Task statement:
Copy out every line of the items below with no changes, and leave the pictures out of your copy.

Dataset extract:
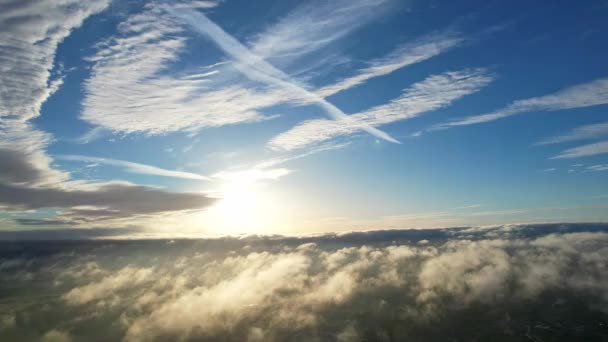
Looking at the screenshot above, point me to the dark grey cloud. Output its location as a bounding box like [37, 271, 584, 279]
[0, 183, 215, 223]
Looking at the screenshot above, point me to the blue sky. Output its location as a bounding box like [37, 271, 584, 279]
[0, 0, 608, 235]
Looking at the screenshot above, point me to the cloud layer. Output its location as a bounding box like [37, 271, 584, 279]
[0, 225, 608, 341]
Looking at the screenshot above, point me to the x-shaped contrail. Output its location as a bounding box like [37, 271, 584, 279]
[167, 8, 399, 144]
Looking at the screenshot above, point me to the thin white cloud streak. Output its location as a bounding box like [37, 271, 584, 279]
[169, 9, 399, 143]
[587, 164, 608, 171]
[268, 69, 493, 150]
[316, 33, 464, 97]
[0, 0, 108, 122]
[81, 4, 290, 134]
[249, 0, 397, 64]
[255, 142, 350, 169]
[428, 78, 608, 131]
[72, 127, 105, 144]
[57, 155, 211, 181]
[536, 122, 608, 145]
[551, 140, 608, 159]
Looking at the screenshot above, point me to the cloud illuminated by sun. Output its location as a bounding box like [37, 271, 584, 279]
[204, 169, 290, 235]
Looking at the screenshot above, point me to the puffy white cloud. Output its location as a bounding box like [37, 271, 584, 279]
[63, 265, 153, 305]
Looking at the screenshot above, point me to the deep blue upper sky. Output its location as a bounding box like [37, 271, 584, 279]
[0, 0, 608, 234]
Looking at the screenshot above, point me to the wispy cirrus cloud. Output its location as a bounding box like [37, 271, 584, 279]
[248, 0, 398, 62]
[428, 78, 608, 131]
[551, 141, 608, 159]
[0, 0, 109, 122]
[0, 0, 220, 225]
[56, 155, 211, 181]
[268, 69, 493, 150]
[170, 6, 398, 143]
[536, 122, 608, 145]
[316, 32, 465, 97]
[586, 164, 608, 171]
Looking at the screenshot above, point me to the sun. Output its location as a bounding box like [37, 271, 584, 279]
[206, 177, 283, 235]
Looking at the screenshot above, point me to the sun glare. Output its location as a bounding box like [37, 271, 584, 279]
[207, 177, 282, 234]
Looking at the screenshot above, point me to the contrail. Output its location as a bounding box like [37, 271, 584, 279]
[167, 8, 400, 144]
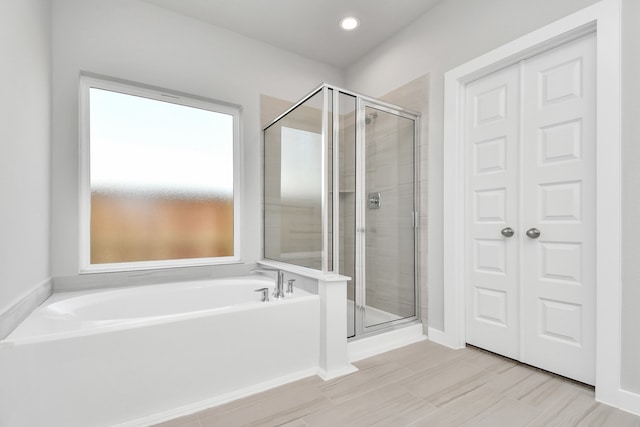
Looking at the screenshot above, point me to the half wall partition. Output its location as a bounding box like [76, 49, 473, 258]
[263, 84, 419, 337]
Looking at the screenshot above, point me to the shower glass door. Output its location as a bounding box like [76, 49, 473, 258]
[359, 104, 417, 332]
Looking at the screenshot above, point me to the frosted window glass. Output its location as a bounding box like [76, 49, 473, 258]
[89, 88, 234, 264]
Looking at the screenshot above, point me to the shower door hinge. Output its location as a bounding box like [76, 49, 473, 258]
[367, 193, 380, 209]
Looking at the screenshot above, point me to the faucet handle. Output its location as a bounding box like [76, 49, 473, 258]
[287, 279, 296, 295]
[255, 288, 269, 302]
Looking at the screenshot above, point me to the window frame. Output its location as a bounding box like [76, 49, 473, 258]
[79, 73, 243, 274]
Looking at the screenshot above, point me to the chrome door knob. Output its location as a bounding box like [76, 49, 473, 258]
[500, 227, 515, 237]
[527, 228, 540, 239]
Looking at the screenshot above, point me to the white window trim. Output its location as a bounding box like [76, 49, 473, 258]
[79, 73, 243, 274]
[440, 0, 640, 413]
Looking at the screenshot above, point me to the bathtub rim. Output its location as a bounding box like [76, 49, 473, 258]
[0, 275, 319, 348]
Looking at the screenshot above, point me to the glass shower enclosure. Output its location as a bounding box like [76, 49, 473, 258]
[263, 84, 419, 338]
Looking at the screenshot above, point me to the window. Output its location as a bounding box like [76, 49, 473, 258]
[80, 76, 240, 272]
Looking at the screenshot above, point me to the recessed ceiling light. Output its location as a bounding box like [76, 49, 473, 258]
[340, 16, 360, 31]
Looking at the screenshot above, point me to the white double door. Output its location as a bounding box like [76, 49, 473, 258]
[465, 34, 596, 384]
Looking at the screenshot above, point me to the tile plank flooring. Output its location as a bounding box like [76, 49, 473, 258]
[156, 341, 640, 427]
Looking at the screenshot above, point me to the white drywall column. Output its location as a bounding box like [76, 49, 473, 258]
[318, 274, 357, 380]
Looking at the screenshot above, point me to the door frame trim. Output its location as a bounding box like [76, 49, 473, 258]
[444, 0, 624, 412]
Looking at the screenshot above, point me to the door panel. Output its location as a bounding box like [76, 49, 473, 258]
[465, 62, 520, 357]
[522, 35, 596, 384]
[465, 35, 596, 384]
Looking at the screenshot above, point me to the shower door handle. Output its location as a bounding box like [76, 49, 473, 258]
[527, 228, 540, 239]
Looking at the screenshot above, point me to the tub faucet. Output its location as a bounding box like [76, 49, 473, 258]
[251, 267, 284, 299]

Response to this task:
Looking at the screenshot above, point me to the dark grey cloud. Output its location as a bounding box like [37, 271, 584, 279]
[0, 183, 215, 223]
Looking at the screenshot above, point me to the blue sky. Output its location as a bounding box like [37, 271, 584, 279]
[0, 0, 608, 235]
Looking at the screenshot above, point me to the cloud layer. Output its location as a bounding box like [37, 271, 584, 279]
[0, 225, 608, 341]
Looking at the screenshot above, point me to the x-shaped contrail. Output its location as a bounding box like [37, 271, 584, 279]
[167, 8, 399, 144]
Looking at the screenshot above, point me to the thin white cloud streak. Output its location as a bounding box like [37, 271, 584, 279]
[169, 9, 399, 143]
[587, 164, 608, 171]
[268, 69, 493, 150]
[316, 33, 464, 97]
[0, 0, 108, 122]
[81, 4, 290, 134]
[249, 0, 397, 64]
[255, 142, 350, 169]
[428, 78, 608, 131]
[72, 127, 105, 144]
[57, 155, 211, 181]
[536, 122, 608, 145]
[551, 140, 608, 159]
Looking at the screenshot above, point me to the cloud illuminated by sun. Output its location as a bounding box like [37, 271, 584, 279]
[204, 169, 290, 235]
Looking at the screenshot above, point me to the puffy white cloud. Output its location as a bounding box like [37, 271, 584, 279]
[63, 265, 153, 305]
Looking at the screenshot above, point me to the deep blue upper sky. Output its location as a bounding box like [37, 271, 584, 279]
[0, 0, 608, 234]
Looking at the screenshot above, point me to the wispy cirrus cloud. Output its location as a bounding box like [37, 271, 584, 279]
[248, 0, 398, 62]
[428, 78, 608, 131]
[551, 141, 608, 159]
[0, 0, 109, 122]
[0, 0, 220, 225]
[56, 155, 211, 181]
[268, 69, 493, 150]
[170, 6, 398, 143]
[536, 122, 608, 145]
[316, 32, 465, 97]
[586, 164, 608, 171]
Looking at the screenshot above, point me to the sun. Output its location as a bounding box like [37, 271, 584, 279]
[206, 177, 283, 235]
Looking at the screenshot above, point me to the sun glare. Output its location as a bounding box like [37, 271, 584, 279]
[207, 177, 282, 234]
Looking at the screenshot above, point me to the contrail. Output its location as a bounding box like [37, 271, 584, 279]
[167, 8, 400, 144]
Looking at the screenshot above, point me to the half wall partition. Output its location as a bounding box like [76, 49, 473, 258]
[263, 84, 419, 337]
Looking at the screenshot above, point me to the shower glass door. Output its location as a bounding box like [76, 49, 473, 258]
[359, 104, 417, 332]
Looking at the screenshot above, point me to the frosted window glass. Output its location as a bounding box like [76, 49, 473, 258]
[89, 88, 234, 264]
Looking at the screenshot above, point me to the shower door hinge. Output its location as a bounding box like [76, 49, 473, 258]
[367, 193, 380, 209]
Looking at the screenshot above, point me to the faucet handle. Output its location as a bounding box like [76, 49, 473, 258]
[287, 279, 296, 295]
[255, 288, 269, 302]
Looking at the screenshot above, point me to the window frame. Output its location as a bounding box like [76, 49, 473, 258]
[79, 73, 243, 274]
Looking at the screenshot above, point me to the chrome door knob. Output its location as a bounding box like [76, 49, 473, 258]
[500, 227, 515, 237]
[527, 228, 540, 239]
Looking at the screenshot above, point me to the white window trim. Output its location as a bounding box like [76, 49, 473, 258]
[79, 73, 243, 274]
[440, 0, 640, 413]
Looking at the screenshot above, point me to the bathtub rim. Output its location as a bounding box like [76, 49, 473, 258]
[0, 275, 319, 348]
Looking at the screenshot above, point me to the glass shower enclosure. Output its location as a bounding box like [76, 49, 473, 258]
[263, 84, 419, 338]
Looking at the screenshot above, point me to the window. Output its location as a bounding box like [76, 49, 473, 258]
[80, 76, 240, 272]
Looking at the screenshot above, point me to the recessed ceiling light. Output its location as a bounding box like [76, 49, 473, 258]
[340, 16, 360, 31]
Looking at the screenshot above, point me to the white double door. Output its location as a bounding box like [76, 49, 473, 258]
[465, 34, 596, 384]
Looking at the screenshot above, point me to the tile plank flooring. Output its location as a bounding box like [76, 49, 473, 258]
[156, 341, 640, 427]
Looking at the screenshot above, point me to the white drywall column. Output its location as a bounding box like [76, 49, 473, 258]
[318, 274, 357, 380]
Looking at the screenshot above, point me to the door frame trim. Output its location as a bounding box like [76, 49, 473, 258]
[444, 0, 624, 412]
Looking at the screenshot above, point me to the door panel. Output its location as a bounding box like [76, 49, 473, 258]
[465, 62, 520, 357]
[522, 35, 596, 384]
[465, 35, 596, 384]
Looking at the screenshot above, point me to the shower door handle. Output its location as a bounding box like [76, 49, 473, 258]
[527, 228, 540, 239]
Looking at the screenshot above, point me to the tub faucet. Output its location as a bounding box like [76, 49, 473, 258]
[251, 267, 284, 299]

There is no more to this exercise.